EXERCISE DATA Start Marker

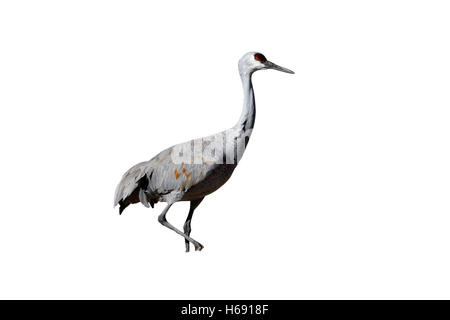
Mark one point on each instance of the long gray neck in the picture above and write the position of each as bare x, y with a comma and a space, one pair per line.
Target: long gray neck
247, 119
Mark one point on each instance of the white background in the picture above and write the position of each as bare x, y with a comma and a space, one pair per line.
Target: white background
343, 191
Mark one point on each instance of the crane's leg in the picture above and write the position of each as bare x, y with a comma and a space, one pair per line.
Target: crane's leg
164, 222
187, 224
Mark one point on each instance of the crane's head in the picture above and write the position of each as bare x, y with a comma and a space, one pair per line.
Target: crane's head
254, 61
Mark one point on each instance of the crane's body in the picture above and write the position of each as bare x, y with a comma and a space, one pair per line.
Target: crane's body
194, 169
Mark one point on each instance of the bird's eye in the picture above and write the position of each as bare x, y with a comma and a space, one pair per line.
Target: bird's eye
260, 57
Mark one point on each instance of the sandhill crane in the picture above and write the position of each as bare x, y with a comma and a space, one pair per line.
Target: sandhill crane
192, 170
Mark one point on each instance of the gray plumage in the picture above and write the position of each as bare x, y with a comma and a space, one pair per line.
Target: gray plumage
192, 170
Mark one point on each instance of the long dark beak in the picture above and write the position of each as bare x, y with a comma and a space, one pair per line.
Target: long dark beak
271, 65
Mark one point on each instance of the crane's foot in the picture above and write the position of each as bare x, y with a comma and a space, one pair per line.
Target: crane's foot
198, 246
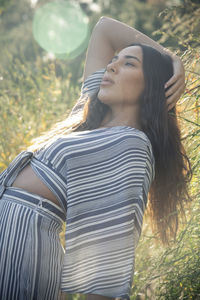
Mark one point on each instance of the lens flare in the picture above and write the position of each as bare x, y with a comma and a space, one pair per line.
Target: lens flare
61, 28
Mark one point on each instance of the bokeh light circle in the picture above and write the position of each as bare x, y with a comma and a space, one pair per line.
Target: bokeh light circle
61, 28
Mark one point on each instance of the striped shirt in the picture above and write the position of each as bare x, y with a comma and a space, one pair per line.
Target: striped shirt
102, 178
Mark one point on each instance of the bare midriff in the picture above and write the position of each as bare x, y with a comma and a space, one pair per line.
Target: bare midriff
29, 181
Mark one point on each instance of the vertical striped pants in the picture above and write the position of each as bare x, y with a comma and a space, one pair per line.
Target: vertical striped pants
30, 251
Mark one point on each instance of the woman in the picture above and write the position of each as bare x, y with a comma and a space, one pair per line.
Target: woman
97, 177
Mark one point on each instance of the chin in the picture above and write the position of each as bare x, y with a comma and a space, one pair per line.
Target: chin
104, 98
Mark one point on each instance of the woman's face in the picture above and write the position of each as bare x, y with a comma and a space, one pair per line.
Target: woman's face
123, 81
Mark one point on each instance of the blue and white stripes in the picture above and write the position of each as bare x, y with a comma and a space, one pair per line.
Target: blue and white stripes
107, 173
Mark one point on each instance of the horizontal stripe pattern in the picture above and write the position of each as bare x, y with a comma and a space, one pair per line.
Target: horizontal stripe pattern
101, 179
107, 172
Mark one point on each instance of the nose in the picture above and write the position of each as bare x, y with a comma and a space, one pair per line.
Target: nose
111, 67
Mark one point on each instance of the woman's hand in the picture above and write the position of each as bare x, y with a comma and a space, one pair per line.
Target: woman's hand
176, 83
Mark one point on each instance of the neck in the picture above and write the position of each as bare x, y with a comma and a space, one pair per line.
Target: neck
119, 116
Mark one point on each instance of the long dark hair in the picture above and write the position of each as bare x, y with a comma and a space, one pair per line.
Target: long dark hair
172, 168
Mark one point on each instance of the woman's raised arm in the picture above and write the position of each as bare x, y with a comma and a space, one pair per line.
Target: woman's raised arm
110, 35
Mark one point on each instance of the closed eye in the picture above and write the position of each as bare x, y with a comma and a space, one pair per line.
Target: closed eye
129, 64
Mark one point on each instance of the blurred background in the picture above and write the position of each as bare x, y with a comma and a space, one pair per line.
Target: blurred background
38, 89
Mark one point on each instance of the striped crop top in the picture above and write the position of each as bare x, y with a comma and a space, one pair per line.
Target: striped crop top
101, 178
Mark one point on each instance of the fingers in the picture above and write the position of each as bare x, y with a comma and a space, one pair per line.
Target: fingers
172, 80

EXERCISE DATA End Marker

EXERCISE DETAILS:
Every line above goes into the copy unchanged; the pictures do not.

EXERCISE OUTPUT:
Mark one point on each instance of the long gray neck in the picture above and write the position of each as bare x, y with a comma and a space, one pair per line.
Target: long gray neck
247, 119
Mark one point on each instance of the white background in the picture above and write the position of each as bare x, y with a comma and a space, one pair per line.
Target: white background
343, 191
Mark one point on each instance of the crane's leg in the picture above and write the position of each as bare x, y with a comma and a space, one pair per line.
Target: crane's leg
164, 222
187, 224
Mark one point on each instance of the crane's head in the picture above and write the position of each as bare x, y with a comma and a space, one pair per line.
Target: crane's head
254, 61
Mark one point on each instance of the crane's body in the picture above and write the position of each as bare x, y with a comma and a space, one pair per line.
Target: crane's body
194, 169
Mark one point on each instance of the bird's eye in the picture above and write the position of each as bare x, y with a comma and a space, one pair per line.
Target: bird's eye
260, 57
Mark one point on each instance of the sandhill crane in the picture above and write the position of each as bare x, y with a comma and a space, one pair per line.
Target: sandhill crane
192, 170
Mark one point on each instance of the gray plumage in the picture above and write the position of each as bare x, y with a comma and a space, one pair per line.
Target: gray plumage
192, 170
Mark one point on each instance of the long dark beak in the picture above and write the position of each as bare x, y with a comma and a space, one pair per line.
Target: long dark beak
271, 65
Mark one point on each instance of the crane's foot in the picture above and write the position of each as bare x, y with a comma and a space, one pair per line.
Target: crane's foot
198, 246
Mark one point on each instance of the lens flare in the picture above and write the position of each as bare x, y with a comma and a space, one pair per line.
Target: lens flare
61, 28
Mark one point on each instance of the bokeh light circle in the picture above and write the position of each as bare x, y with a comma and a space, one pair per line.
Target: bokeh light circle
61, 28
Mark one point on each instance of the striped shirt in the picture above and write the position of each as bare x, y with a comma and a space, one pair per line.
Target: striped shirt
102, 178
Mark one point on each instance of the bare midriff in the picture above and write the position of each as bare x, y with a comma and a space, one pair per line.
Target: bare midriff
29, 181
Mark one point on each instance of the vertical striped pants in the picture above and write the position of each as bare x, y with a comma and a space, one pair per line.
Target: vertical striped pants
30, 251
Mark one point on each instance of the woman in the picture above and write the position of each as bare x, y with a comma and a space, one pair per line.
Target: woman
97, 177
Mark one point on each instance of the chin in the picture above and write the position of each as bare x, y with a comma and a space, one pair per line.
Target: chin
104, 98
Mark one point on each instance of the woman's face in the picture above and write the position of each as bare x, y with a comma and a space, one pair per line.
Target: woman's face
123, 81
Mark one point on each instance of the blue and white stripes in the picture above and write the position of each as bare x, y with a comma and a space, one pair per line.
Target: blue and white stripes
107, 173
Mark one point on each instance of the horizontal stripe pattern in the picture above and write the position of each as bare x, y with a comma and a space, one pair per line.
Target: horizontal stripe pattern
101, 179
107, 172
Mark one point on each instance of the nose in the picture above and write the position of each as bare x, y with a comma and a space, one pair per line.
Target: nose
111, 67
Mark one point on each instance of the woman's hand in the picture above and write the position of each as bare x, y with a comma and a space, one pair per line.
Target: woman's hand
176, 83
Mark one point on each instance of the neck in the picture above and write the position of each as bare x, y with a comma and a space, one pair per line.
Target: neck
119, 116
Mark one point on each instance of the long dark hair in the picture above and write the position of each as bare x, y with a comma and a space, one pair per line.
Target: long dark hair
172, 168
Mark one point on each instance of the woman's raised arm in the picture above and write the position of each as bare x, y with a comma and a space, one pair per line.
Target: woman's raised arm
110, 35
Mark one point on each instance of the closed eye in the picture above and write the position of each as bare x, y with a comma and a space, one pair per line.
Target: closed eye
129, 64
Mark one point on each instance of the blurred background in the picture above and write the position of each as bare x, y with a comma and a space, one pair per line.
Target: blurred background
38, 89
Mark one point on each instance of the striped crop top in the picture above and write the position of each as bare x, y with a comma and a space, one pair per line.
Target: striped crop top
101, 178
Mark one point on each instance of the fingers in the picture above and write the position of each as bare x, y with a comma and a space, one pair per line.
Target: fingers
172, 80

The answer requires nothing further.